- _SHORT PROBLEM A_: In the text on divine providence, how long was the Mayflower's voyage?
- _SHORT PROBLEM B_: Which places does the text on divine providence name in its account of the Pilgrims?
- _SHORT PROBLEM C_: Write the next part of the text on divine providence, picking up after its final sentence.

- _TEXT EXCERPT_:
################

There are times in life when we, as God’s children, try to follow God’s will and things happen that we do not understand, but later come to realize that God’s guiding hand was involved. A good example of this is found in Acts 16:6-7 on Paul’s 2nd missionary journey, when he and Silas tried to go into Asia and then Bithynia to preach the gospel, but were forbidden by the Holy Spirit. I’m sure they may have been baffled until, upon reaching Mysia, Paul received a vision of a man from Macedonia pleading with him to “Come over to Macedonia and help us.” With this they understood that their frustrations were God ordained, as it was His purpose at that time for them to go into Europe and open up the gospel there to the Gentiles. This is what is known as ‘divine providence’, defined as “God’s caring provision for His people as he guides them in their journey of faith through life, accomplishing His purposes in them.”
There are many evidences of this history. One of the best examples we find in American history has to do with the Pilgrims arrival at Plymouth Rock on the Mayflower in 1620. This group of Separatist Christians had initially left England to live in Leiden amongst the Dutch in an effort to escape religious persecution from the Church of England. But things were not working out there as their young people, they felt, were being unduly influenced by their secular society. So they left there and, after much time spent in prayer, decided to go to the only place left for them, the newly discovered lands of North America, believing that this was where God was leading them.
Most everyone knows the story of the Mayflower and the 66-day voyage with 102 passengers. They traveled from England in conditions probably none of our families could imagine today or would be willing to endure, just to find a place where they could worship God as they were led by the Scriptures and by their consciences.

################

- _EXTRACTED DATA_:
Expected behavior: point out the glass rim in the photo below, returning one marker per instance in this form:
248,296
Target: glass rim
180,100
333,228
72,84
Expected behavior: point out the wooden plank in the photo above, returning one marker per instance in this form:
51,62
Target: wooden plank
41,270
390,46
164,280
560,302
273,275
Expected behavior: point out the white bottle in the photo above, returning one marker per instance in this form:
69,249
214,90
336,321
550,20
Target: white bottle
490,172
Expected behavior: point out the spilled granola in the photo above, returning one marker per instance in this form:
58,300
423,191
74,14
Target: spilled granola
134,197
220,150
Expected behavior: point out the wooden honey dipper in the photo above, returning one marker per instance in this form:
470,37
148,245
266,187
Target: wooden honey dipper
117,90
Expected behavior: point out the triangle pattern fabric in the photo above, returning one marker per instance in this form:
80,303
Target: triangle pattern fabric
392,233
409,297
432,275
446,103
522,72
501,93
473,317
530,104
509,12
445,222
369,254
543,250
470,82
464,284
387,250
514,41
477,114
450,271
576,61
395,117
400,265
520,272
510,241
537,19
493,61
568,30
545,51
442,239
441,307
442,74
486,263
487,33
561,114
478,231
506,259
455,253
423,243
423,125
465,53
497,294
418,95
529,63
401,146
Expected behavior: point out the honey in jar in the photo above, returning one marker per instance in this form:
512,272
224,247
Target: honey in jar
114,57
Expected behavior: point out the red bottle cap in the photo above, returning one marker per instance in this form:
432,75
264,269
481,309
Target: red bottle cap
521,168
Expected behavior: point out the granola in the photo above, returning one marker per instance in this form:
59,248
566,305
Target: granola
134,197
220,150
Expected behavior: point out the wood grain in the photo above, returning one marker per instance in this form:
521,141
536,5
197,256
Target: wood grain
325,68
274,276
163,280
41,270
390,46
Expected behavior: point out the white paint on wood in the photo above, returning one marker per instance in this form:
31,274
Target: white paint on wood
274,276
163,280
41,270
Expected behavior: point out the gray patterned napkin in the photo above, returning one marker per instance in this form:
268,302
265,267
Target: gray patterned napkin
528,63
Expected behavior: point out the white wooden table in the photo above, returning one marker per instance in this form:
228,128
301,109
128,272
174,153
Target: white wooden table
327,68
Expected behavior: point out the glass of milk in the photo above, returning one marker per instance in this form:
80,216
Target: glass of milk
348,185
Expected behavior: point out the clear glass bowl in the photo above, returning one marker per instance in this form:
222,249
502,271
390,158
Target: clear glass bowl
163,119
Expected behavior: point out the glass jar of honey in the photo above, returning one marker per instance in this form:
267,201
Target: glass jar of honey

################

- _WRITTEN RESPONSE A_: 66 days

- _WRITTEN RESPONSE B_: Plymouth Rock, England, Leiden, North America

- _WRITTEN RESPONSE C_:
Originally destined for Jamestown, the ship was blown off course a few hundred miles north. Upon landing there, they decided to proceed south, but fierce shoals and riptides around Cape Cod made their attempts very treacherous. The captain decided they would have to go back out to sea before they could safely proceed south, but the leaders of this little flock of Christians, led by William Bradford, began to wonder if their being blown off course had been directed by God, and that this was where He intended them to be. Moving back to land, they went ashore and found an abandoned cache of buried corn, and a couple of days later, twenty acres of cleared land with rich and fertile soil prepared for planting, but no one in sight.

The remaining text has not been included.